## Aim of the task
Quote the entries below from the line with "Could you please indicate the sleeveless jersey" through the line with "Could you please indicate the black shorts", both ends included, and only those lines.

## The data
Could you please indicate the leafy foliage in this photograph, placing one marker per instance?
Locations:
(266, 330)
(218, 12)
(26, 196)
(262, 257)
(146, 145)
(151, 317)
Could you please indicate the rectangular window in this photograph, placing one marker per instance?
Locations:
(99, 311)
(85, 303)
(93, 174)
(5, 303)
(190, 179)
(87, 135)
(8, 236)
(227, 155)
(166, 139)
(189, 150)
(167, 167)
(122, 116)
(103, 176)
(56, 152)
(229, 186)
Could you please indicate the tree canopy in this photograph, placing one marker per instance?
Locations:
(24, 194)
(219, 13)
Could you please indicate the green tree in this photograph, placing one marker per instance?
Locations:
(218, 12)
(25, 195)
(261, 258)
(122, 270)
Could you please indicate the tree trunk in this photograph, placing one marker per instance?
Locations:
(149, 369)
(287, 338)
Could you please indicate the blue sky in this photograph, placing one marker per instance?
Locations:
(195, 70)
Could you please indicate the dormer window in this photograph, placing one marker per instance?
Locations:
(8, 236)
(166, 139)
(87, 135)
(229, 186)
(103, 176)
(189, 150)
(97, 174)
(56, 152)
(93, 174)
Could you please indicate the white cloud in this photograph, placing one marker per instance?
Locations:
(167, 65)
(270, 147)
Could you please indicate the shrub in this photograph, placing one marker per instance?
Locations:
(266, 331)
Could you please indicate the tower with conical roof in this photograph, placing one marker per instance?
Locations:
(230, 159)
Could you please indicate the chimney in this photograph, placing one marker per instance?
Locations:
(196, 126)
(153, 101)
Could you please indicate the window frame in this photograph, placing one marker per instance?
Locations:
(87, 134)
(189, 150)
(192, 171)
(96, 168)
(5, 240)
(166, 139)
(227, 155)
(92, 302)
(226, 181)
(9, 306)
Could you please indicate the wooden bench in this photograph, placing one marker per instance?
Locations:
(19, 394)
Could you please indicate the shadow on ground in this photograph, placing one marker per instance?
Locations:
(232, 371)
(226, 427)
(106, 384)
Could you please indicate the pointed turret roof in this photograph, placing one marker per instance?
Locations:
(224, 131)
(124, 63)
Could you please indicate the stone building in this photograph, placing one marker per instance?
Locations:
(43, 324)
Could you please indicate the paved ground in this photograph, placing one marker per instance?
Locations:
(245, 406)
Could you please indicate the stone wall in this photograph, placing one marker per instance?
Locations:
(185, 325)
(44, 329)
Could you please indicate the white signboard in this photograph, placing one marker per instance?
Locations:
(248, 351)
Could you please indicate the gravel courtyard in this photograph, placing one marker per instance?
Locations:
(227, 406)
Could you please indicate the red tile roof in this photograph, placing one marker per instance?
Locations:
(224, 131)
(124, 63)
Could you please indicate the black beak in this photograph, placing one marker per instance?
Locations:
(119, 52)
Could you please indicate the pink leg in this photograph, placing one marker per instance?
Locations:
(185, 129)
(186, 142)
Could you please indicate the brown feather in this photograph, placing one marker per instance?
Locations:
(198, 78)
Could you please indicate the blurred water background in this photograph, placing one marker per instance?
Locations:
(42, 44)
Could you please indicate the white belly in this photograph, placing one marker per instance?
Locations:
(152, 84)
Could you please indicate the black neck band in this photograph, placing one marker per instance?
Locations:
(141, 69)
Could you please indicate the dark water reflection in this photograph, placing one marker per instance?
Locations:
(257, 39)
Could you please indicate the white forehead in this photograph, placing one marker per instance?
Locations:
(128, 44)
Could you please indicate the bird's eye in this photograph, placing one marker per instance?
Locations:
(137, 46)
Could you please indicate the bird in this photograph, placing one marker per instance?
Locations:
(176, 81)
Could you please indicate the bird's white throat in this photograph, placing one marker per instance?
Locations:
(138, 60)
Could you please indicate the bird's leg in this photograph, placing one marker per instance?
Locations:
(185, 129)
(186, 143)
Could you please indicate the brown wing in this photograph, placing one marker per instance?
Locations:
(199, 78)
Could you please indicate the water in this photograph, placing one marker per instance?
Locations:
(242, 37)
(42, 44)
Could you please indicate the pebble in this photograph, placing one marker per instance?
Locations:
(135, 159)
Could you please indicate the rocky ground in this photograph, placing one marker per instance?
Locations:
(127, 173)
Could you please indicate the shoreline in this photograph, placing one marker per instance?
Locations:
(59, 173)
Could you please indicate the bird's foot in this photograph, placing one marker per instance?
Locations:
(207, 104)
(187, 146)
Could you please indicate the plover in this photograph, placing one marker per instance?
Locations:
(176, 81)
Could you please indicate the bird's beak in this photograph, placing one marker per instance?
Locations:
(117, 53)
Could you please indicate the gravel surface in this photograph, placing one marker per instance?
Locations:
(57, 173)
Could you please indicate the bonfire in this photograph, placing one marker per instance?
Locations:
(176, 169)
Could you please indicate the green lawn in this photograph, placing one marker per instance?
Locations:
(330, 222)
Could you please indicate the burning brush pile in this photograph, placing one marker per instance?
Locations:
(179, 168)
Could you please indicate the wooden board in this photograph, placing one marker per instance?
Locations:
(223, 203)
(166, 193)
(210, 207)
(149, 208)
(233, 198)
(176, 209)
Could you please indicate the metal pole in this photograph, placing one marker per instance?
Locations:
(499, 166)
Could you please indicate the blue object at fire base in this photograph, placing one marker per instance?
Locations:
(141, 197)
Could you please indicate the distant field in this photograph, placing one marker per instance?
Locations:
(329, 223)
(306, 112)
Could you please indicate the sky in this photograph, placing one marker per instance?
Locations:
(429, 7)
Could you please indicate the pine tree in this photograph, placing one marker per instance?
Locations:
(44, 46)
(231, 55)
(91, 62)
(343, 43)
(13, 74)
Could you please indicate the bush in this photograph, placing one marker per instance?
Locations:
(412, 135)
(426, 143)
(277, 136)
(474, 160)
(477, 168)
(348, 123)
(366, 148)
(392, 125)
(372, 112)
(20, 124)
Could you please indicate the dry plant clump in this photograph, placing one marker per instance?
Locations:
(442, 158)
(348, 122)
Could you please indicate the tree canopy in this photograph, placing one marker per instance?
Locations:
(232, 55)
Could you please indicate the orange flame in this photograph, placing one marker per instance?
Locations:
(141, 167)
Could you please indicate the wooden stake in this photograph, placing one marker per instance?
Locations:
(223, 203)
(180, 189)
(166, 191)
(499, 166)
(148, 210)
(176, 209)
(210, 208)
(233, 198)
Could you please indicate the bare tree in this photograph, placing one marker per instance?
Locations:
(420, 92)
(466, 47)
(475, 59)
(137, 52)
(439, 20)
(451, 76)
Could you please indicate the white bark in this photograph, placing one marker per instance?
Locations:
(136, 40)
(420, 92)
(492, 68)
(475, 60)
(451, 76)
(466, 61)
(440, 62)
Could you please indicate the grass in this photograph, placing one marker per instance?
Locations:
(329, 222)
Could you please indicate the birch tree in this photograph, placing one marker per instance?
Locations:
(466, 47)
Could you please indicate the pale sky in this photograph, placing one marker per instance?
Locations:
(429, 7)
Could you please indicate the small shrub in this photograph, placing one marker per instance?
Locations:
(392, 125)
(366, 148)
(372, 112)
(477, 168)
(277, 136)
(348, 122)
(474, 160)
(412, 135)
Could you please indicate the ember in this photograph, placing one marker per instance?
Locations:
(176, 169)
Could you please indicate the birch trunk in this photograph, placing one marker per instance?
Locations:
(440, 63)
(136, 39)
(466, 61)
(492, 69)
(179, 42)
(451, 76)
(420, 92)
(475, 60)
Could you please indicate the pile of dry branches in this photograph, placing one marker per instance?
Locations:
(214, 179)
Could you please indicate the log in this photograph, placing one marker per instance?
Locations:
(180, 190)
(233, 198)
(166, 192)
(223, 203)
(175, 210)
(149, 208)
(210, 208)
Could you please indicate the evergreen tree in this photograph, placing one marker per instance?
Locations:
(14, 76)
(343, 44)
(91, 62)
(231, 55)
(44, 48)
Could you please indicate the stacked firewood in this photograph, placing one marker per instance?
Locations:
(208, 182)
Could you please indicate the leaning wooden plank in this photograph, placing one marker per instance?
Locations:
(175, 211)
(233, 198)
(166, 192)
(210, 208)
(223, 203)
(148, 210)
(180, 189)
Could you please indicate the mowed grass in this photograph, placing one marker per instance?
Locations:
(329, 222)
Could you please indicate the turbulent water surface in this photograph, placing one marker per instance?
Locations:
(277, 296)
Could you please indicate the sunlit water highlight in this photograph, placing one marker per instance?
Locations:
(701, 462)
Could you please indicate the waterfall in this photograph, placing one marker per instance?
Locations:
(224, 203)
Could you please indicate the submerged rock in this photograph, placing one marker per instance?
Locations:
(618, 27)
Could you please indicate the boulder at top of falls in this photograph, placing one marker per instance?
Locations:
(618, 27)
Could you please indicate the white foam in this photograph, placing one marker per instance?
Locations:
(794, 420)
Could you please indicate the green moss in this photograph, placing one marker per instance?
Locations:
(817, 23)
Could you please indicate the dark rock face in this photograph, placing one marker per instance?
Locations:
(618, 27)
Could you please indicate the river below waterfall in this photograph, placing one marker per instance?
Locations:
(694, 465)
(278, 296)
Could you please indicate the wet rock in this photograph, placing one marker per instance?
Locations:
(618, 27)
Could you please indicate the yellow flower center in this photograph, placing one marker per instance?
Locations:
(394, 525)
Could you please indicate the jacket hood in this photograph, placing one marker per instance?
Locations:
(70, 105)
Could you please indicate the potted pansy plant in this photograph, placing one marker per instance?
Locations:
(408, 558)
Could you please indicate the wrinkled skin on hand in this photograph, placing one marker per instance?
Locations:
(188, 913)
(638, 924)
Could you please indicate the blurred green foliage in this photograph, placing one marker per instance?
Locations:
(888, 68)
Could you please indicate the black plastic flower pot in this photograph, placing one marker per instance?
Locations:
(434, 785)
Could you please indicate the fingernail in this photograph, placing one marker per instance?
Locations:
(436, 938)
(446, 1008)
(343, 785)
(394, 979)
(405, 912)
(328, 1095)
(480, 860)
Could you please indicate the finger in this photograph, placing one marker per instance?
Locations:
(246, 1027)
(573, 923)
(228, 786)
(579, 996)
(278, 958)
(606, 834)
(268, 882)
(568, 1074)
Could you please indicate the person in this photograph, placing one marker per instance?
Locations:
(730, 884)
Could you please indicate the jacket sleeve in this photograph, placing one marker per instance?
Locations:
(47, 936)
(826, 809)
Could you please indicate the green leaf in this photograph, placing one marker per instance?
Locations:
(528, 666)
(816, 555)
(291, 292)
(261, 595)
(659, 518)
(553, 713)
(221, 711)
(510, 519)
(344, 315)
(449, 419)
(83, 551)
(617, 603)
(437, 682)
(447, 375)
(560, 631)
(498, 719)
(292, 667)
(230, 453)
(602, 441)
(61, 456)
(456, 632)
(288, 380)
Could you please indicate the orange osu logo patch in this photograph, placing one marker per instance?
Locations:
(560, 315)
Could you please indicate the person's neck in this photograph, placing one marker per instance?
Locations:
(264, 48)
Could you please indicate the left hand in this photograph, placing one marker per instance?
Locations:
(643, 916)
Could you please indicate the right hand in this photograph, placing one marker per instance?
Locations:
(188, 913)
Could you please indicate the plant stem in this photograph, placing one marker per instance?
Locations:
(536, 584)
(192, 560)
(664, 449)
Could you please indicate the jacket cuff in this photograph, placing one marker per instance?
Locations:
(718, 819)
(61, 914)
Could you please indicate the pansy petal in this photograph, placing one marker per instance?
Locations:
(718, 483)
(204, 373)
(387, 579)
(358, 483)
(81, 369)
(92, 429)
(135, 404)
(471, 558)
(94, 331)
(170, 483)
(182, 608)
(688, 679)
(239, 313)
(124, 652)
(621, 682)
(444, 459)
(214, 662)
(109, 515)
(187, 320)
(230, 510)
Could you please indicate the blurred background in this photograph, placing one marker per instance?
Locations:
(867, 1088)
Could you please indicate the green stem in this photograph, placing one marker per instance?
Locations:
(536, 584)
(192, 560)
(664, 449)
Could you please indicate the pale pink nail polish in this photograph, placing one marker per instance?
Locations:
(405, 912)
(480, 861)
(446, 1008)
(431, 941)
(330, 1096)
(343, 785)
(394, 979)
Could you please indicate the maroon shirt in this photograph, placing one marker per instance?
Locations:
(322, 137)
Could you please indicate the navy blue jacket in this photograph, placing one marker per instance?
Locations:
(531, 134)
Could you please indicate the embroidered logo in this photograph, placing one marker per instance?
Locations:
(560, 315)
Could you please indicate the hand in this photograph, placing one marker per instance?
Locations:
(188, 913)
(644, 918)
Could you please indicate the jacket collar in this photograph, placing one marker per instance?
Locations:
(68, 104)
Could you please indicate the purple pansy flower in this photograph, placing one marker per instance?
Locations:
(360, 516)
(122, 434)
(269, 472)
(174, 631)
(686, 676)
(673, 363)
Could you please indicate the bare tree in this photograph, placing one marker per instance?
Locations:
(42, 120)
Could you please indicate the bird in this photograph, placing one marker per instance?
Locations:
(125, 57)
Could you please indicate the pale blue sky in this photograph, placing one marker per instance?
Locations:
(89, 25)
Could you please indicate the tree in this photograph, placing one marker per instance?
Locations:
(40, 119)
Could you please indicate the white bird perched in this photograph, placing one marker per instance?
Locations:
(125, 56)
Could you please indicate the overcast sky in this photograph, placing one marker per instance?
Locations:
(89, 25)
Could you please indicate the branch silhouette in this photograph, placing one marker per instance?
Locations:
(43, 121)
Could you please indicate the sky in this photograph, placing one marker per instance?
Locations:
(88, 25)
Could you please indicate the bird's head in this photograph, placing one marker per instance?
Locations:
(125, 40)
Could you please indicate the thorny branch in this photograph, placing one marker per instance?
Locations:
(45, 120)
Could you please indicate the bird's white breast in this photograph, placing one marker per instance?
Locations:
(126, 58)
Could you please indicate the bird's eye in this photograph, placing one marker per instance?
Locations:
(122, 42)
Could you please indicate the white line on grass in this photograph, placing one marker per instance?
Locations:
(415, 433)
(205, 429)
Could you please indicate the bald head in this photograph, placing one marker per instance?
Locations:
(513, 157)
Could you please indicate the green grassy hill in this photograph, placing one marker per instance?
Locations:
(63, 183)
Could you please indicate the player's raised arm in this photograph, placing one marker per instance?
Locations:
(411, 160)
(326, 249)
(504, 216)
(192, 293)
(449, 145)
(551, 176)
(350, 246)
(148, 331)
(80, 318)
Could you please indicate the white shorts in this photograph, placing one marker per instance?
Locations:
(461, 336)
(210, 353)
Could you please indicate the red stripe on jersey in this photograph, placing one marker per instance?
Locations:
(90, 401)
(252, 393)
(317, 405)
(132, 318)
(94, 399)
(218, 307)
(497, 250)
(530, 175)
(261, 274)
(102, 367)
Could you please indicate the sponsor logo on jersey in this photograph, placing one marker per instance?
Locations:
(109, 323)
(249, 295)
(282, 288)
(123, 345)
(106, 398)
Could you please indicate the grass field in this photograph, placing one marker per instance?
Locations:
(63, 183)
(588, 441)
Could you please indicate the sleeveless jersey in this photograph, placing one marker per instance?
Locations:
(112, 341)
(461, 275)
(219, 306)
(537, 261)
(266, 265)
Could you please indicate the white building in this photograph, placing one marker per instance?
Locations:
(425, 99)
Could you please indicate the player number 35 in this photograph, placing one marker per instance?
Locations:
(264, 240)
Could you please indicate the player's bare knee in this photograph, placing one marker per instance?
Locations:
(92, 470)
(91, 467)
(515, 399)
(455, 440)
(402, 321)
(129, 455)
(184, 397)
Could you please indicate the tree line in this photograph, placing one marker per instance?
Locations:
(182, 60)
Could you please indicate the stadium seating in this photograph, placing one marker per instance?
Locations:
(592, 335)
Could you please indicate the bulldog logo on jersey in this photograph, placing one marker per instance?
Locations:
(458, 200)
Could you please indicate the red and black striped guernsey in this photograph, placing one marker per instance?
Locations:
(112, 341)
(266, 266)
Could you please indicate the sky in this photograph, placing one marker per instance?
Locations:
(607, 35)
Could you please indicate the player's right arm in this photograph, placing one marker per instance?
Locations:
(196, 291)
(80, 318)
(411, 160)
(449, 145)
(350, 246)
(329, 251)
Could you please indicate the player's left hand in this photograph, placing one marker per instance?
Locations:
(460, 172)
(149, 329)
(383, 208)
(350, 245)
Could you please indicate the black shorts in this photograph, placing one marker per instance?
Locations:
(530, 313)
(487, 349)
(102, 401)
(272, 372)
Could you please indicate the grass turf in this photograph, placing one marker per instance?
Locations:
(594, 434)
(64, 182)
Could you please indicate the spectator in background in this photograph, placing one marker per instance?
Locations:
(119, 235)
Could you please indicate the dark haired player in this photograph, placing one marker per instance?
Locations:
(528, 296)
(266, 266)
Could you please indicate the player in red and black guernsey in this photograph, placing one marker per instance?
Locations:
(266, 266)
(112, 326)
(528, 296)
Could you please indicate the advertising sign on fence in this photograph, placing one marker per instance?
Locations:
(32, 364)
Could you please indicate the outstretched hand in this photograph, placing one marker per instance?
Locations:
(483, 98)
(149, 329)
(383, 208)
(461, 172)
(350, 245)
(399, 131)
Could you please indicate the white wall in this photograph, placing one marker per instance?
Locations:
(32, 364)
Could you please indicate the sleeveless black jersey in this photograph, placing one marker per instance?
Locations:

## Exercise result
Could you please indicate the sleeveless jersey in this photograph, placing one marker per instance?
Locations:
(112, 341)
(461, 275)
(219, 306)
(537, 261)
(266, 265)
Could you please indicate the white building in this photograph, placing one marker per instance?
Locations:
(425, 99)
Could you please indicate the player number 35 in this photograph, placing one marker per instance?
Locations:
(264, 240)
Could you please indicate the player's bare knee in this photograph, placing one marker per instance?
Locations:
(92, 470)
(91, 467)
(515, 399)
(455, 440)
(402, 321)
(129, 455)
(184, 397)
Could you please indicate the tree line in this photograph, placing one marker per instance?
Locations:
(182, 60)
Could you please indicate the stadium seating in this photograph, placing one marker per instance?
Locations:
(592, 335)
Could you please indicate the bulldog logo on jersey in this photograph, placing one marker per instance?
Locations:
(458, 200)
Could you please indicate the red and black striped guernsey in this photograph, placing one marker per instance?
Locations:
(112, 341)
(266, 266)
Could you please indicate the sky in this photograph, placing one marker per instance?
Locations:
(607, 35)
Could you please indicate the player's right arm in this photograph, placing one marker per instance?
Locations:
(196, 291)
(80, 318)
(411, 160)
(449, 145)
(350, 246)
(329, 251)
Could you please indicate the player's left hand in this photograph, placing one marker per instance?
Locations:
(460, 172)
(149, 329)
(383, 208)
(350, 245)
Could you please indicate the black shorts in this photograph, placing one marker per instance?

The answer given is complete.